* [Exercise description]: Could you write out each of the records below exactly?

* [Collection entries]:
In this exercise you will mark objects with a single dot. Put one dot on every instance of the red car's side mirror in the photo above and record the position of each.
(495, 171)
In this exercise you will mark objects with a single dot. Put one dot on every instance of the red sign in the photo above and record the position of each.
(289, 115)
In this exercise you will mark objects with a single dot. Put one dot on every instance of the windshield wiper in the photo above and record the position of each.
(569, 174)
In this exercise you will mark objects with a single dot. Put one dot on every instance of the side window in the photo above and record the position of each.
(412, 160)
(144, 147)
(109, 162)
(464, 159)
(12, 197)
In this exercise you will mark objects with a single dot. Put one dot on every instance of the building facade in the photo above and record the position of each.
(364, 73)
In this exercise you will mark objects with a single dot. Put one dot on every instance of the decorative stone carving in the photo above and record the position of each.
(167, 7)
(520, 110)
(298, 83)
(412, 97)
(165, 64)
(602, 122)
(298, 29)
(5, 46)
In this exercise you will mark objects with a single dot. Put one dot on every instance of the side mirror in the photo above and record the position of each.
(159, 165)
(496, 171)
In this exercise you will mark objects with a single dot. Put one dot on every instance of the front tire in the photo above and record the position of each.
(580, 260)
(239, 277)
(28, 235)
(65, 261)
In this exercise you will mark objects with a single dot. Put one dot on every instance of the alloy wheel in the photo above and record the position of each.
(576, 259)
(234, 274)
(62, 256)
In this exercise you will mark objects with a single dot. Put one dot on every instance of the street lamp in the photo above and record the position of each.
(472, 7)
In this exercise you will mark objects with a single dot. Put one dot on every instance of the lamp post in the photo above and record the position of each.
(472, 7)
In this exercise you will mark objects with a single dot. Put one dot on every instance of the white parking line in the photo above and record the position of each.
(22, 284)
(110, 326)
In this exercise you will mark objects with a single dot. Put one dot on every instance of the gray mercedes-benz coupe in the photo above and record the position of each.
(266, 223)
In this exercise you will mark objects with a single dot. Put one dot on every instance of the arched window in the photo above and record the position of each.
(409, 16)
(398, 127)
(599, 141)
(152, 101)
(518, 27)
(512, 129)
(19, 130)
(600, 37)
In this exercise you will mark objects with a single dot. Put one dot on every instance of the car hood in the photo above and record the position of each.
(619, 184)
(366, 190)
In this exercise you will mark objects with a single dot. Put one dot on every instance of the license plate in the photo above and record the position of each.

* [Solution to the exercise]:
In this exercise you will mark objects with a single dot. Put one dot on every instance of the red car's side mirror in the photo above and record the position of each.
(495, 171)
In this exercise you will mark objects with a single dot. Put one dot on every instance of the red sign in the photo above and record the position of each.
(289, 115)
In this exercise you will mark objects with a single dot. Put one dot on every instance of the windshield wiper in the photo above and record the position of each.
(569, 174)
In this exercise you will mark objects with a single dot. Put one dot on every instance of the side window in the photo above and record the position of each.
(412, 160)
(144, 147)
(109, 162)
(464, 159)
(12, 197)
In this exercise you will mark objects with a single dot. Put one dot on every instance of the building facade in the photo above and record the position of each.
(364, 73)
In this exercise you will mark objects with a single dot. Put one dot on every instance of the decorative stone carving in the photo above and record the position of each.
(167, 7)
(520, 110)
(298, 83)
(412, 97)
(165, 64)
(602, 122)
(298, 29)
(5, 46)
In this exercise you will mark objects with a single dot. Put one dot on every instance of the side mirror in the photo above and record the position of each.
(159, 165)
(496, 171)
In this exercise you will mark objects with a single dot. Put one dot on every instance of the front tire in the photo above and record the position of each.
(580, 260)
(239, 277)
(28, 235)
(65, 261)
In this exercise you will mark objects with a single dot. Put one dot on every instance of the alloy wheel in the photo above and record the position of each.
(576, 259)
(234, 274)
(62, 256)
In this exercise you will mark objects with a single dot. Put one dot on every instance of the street lamp in the photo above and record the position of each.
(472, 7)
In this exercise you will mark objects with a single dot. Put one dot on every instance of the lamp post in the photo above and record the position of each.
(472, 7)
In this exercise you will mark objects with a single dot. Put one dot on every instance of the white parking line in the photo above and record the position of each.
(22, 284)
(110, 326)
In this exercise you will mark objects with a single dot. Put one dot on every instance of the gray mercedes-benz coupe in the photo above and record the position of each.
(266, 223)
In this exercise you will mark objects with a single dot. Put one dot on every instance of the arched window in the photo above and record the position of each.
(409, 16)
(398, 127)
(599, 141)
(152, 101)
(518, 27)
(512, 129)
(19, 130)
(600, 37)
In this exercise you will mark objects with a single dot. Put one dot on every instance of the car hood in the photo above and record the position of each.
(619, 184)
(366, 190)
In this exercise you will mark objects with a single dot. Put one dot on every instance of the license plate in the photo above and record the position of each.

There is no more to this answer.